Énoncé écrit 1 — Veuillez redimensionner les entrées de la ligne contenant « [seg] mammatus cloud » jusqu'à la fin des entrées, les deux bornes comprises, en recopiant toutes ces lignes sans exception. Multipliez par 0,65 seulement les coordonnées des points dans les réponses, puis arrondissez chaque résultat à l'entier le plus proche, les demis vers le haut.

++++

Je voudrais diriger un théâtre avec ma sœur Aurélie, qui est aussi dans le spectacle vivant. Elle travaille à la Verrerie d’Alès au Cirque Portatif. Ça, ce serait merveilleux ! Un des grands rêves que j’ai est de travailler en famille, avoir une ligne artistique, accueillir des artistes, dialoguer avec le public, créer des ponts artistiques. Je voudrais aussi être artiste associée à une Scène nationale en tant qu’autrice et metteuse en scène, poursuivre le sillon que je suis en train de creuser.
Si votre parcours était une œuvre d’art, laquelle serait-elle ?
Une toile qui est en train de se peindre ! Pour l’instant, il y a du bleu, du jaune, une touche de violet. Des formes commencent à se dessiner… Elle est loin d’être finie !

++++

Énoncé écrit 2 — Extrayez l'entretien ci-dessus en entier, sans rien y changer.

++++

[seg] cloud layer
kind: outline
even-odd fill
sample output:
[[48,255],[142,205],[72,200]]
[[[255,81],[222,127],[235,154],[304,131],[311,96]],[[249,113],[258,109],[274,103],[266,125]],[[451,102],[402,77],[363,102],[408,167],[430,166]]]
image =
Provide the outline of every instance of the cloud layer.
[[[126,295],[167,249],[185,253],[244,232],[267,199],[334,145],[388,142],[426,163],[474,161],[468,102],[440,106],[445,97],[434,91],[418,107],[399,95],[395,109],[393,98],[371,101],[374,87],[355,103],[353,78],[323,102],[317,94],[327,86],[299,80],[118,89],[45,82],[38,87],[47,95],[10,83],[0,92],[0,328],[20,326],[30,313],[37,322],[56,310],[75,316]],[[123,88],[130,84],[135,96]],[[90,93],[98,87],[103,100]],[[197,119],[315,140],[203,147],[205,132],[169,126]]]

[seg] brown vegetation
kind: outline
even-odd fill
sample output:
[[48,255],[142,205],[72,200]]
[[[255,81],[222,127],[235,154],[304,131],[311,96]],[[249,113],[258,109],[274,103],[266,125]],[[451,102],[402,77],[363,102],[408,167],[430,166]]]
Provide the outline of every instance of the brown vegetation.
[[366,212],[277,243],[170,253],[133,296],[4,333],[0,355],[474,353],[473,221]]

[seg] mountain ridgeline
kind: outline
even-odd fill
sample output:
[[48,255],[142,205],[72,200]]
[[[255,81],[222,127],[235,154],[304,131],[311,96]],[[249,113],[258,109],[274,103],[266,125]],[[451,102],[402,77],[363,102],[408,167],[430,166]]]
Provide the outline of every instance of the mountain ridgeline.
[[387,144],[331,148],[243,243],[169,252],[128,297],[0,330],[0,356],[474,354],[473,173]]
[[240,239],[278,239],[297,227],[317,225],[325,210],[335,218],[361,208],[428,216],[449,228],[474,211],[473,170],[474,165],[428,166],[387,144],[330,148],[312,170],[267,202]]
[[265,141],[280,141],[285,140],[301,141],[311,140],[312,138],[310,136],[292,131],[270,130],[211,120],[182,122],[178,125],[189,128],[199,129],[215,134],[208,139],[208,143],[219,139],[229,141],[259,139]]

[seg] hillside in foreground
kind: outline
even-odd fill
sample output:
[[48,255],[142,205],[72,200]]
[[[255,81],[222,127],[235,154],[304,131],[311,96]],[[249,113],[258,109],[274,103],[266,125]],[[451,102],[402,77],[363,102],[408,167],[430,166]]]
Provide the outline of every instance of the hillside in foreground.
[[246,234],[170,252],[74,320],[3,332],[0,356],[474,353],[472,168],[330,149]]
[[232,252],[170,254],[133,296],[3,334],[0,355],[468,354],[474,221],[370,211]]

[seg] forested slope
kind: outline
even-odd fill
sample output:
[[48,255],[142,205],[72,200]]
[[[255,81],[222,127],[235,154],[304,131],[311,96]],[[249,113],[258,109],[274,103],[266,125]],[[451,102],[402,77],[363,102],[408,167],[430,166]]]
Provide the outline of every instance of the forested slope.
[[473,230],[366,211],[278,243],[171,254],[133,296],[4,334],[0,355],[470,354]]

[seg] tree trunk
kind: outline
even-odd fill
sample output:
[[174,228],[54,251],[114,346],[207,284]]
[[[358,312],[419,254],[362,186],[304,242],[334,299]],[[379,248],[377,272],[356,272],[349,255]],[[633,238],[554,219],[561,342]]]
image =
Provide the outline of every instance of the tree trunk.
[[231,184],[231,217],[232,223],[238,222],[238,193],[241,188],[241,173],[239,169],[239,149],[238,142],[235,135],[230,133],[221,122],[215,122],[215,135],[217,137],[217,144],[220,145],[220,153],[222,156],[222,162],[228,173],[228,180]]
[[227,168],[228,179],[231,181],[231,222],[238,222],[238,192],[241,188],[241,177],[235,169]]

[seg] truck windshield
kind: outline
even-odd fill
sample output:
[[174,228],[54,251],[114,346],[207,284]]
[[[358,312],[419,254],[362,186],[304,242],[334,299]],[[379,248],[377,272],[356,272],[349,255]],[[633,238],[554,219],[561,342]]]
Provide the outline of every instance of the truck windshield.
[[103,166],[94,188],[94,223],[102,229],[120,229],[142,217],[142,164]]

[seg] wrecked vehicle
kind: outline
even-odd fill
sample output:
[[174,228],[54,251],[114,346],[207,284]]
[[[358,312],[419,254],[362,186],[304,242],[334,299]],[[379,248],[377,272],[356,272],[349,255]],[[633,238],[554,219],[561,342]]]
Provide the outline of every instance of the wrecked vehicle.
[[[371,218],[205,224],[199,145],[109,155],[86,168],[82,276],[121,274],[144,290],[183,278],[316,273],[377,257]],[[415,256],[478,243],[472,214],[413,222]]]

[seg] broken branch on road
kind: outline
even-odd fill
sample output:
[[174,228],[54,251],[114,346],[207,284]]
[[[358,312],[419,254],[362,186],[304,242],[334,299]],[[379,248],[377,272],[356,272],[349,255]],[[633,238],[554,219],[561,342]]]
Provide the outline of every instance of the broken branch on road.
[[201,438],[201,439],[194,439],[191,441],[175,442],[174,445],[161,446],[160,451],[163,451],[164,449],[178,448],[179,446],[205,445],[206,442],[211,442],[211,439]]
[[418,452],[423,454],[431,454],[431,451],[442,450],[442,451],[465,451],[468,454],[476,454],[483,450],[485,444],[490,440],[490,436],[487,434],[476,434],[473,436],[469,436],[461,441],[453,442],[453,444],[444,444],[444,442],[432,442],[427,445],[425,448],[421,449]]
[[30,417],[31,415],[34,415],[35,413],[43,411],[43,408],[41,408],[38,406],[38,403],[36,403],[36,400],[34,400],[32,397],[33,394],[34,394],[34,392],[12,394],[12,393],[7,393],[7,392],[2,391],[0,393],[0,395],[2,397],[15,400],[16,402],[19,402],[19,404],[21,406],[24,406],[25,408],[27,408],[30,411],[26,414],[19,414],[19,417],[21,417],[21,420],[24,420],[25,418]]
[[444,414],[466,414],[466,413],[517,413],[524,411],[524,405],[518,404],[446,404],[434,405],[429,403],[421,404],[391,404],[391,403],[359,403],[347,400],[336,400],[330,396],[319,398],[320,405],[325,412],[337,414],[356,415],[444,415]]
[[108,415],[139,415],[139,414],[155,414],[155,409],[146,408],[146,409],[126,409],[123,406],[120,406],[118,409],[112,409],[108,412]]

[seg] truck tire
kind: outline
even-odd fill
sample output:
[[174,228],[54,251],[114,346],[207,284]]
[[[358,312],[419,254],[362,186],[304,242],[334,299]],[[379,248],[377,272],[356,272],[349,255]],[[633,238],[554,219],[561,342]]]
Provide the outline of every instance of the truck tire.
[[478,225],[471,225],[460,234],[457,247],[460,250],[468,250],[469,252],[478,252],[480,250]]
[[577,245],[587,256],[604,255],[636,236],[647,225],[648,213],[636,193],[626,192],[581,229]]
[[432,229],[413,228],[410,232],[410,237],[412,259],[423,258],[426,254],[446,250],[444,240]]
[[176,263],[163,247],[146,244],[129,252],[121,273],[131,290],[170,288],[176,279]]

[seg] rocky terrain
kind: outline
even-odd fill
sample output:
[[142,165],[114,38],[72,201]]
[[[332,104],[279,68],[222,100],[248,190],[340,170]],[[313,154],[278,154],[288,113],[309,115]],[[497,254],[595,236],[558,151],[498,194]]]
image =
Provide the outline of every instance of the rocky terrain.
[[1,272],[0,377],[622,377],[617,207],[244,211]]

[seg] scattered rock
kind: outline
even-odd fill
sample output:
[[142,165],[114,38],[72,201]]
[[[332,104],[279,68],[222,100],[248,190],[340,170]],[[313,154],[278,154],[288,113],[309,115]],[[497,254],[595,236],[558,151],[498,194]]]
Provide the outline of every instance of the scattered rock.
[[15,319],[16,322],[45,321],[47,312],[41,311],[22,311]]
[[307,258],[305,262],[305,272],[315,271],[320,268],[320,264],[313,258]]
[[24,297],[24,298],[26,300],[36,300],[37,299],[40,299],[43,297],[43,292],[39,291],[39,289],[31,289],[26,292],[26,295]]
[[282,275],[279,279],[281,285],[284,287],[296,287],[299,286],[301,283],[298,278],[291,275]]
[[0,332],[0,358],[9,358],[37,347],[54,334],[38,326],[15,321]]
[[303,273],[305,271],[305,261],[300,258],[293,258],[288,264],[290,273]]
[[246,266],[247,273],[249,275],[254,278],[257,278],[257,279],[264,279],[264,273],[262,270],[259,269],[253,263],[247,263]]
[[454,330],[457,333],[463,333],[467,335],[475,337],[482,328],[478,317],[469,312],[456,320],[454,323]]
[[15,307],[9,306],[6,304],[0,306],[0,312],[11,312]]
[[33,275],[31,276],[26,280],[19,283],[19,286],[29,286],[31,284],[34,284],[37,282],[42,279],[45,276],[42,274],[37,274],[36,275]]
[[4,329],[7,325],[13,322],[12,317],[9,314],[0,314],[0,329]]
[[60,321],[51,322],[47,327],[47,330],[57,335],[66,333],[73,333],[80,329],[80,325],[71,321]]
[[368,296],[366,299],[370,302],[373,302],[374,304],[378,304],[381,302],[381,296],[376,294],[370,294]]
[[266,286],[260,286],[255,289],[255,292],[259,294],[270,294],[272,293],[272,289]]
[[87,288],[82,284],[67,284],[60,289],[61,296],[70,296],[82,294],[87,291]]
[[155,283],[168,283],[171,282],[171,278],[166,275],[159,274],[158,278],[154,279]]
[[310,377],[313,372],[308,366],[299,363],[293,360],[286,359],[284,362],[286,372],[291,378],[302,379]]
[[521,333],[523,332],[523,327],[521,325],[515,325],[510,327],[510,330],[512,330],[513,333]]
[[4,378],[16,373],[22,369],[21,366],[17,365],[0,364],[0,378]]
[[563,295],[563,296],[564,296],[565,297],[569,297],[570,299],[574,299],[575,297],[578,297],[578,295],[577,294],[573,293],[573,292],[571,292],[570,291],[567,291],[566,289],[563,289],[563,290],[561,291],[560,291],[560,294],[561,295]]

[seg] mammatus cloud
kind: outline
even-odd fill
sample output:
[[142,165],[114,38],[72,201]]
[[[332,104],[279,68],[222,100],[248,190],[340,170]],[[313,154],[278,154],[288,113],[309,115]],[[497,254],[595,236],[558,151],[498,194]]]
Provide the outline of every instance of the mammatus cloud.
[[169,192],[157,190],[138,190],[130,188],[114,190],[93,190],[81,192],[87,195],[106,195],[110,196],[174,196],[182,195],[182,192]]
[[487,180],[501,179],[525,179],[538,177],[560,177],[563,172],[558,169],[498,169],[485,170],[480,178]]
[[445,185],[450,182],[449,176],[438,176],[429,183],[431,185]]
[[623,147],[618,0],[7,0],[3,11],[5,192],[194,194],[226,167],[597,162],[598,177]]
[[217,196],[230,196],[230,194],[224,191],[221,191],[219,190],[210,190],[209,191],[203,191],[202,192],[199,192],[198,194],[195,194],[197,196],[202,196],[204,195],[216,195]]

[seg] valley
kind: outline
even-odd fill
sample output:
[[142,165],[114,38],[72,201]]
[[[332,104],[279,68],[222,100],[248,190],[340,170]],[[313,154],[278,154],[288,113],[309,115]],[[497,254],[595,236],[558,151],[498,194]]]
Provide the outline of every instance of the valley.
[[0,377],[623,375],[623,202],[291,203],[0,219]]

++++

Résultat obtenu 1 —
[seg] mammatus cloud
kind: outline
even-odd fill
sample output:
[[142,165],[114,38],[72,201]]
[[[332,104],[279,68],[222,100],[248,190],[340,170]],[[313,154],[278,154],[288,113],[309,115]],[[497,254],[595,236],[558,151],[498,194]]]
Provide the outline of every instance of the mammatus cloud.
[[110,125],[102,124],[90,124],[85,122],[74,124],[60,124],[53,125],[57,127],[69,127],[72,127],[113,127],[118,127],[118,125]]
[[317,117],[326,116],[341,116],[350,115],[364,115],[366,112],[363,110],[324,110],[315,111],[312,116]]
[[289,120],[293,118],[292,114],[285,114],[279,119],[280,120]]
[[405,96],[402,0],[5,0],[2,7],[3,125],[126,126],[147,109],[388,105],[389,115]]
[[141,127],[150,127],[150,126],[146,124],[144,124],[142,124],[137,124],[136,124],[132,124],[131,125],[129,125],[129,126],[127,126],[128,127],[131,127],[133,127],[140,127]]

[seg] valley
kind: outline
even-odd fill
sample output:
[[142,165],[114,38],[72,201]]
[[[332,104],[279,68],[222,100],[248,190],[340,170]],[[313,154],[278,154],[288,113],[309,115]],[[497,254],[595,236],[558,151],[498,194]]]
Provide the outline of every instance of the valley.
[[0,245],[405,244],[405,131],[189,132],[0,142]]

Résultat obtenu 2 —
Je voudrais diriger un théâtre avec ma sœur Aurélie, qui est aussi dans le spectacle vivant. Elle travaille à la Verrerie d’Alès au Cirque Portatif. Ça, ce serait merveilleux ! Un des grands rêves que j’ai est de travailler en famille, avoir une ligne artistique, accueillir des artistes, dialoguer avec le public, créer des ponts artistiques. Je voudrais aussi être artiste associée à une Scène nationale en tant qu’autrice et metteuse en scène, poursuivre le sillon que je suis en train de creuser.
Si votre parcours était une œuvre d’art, laquelle serait-elle ?
Une toile qui est en train de se peindre ! Pour l’instant, il y a du bleu, du jaune, une touche de violet. Des formes commencent à se dessiner… Elle est loin d’être finie !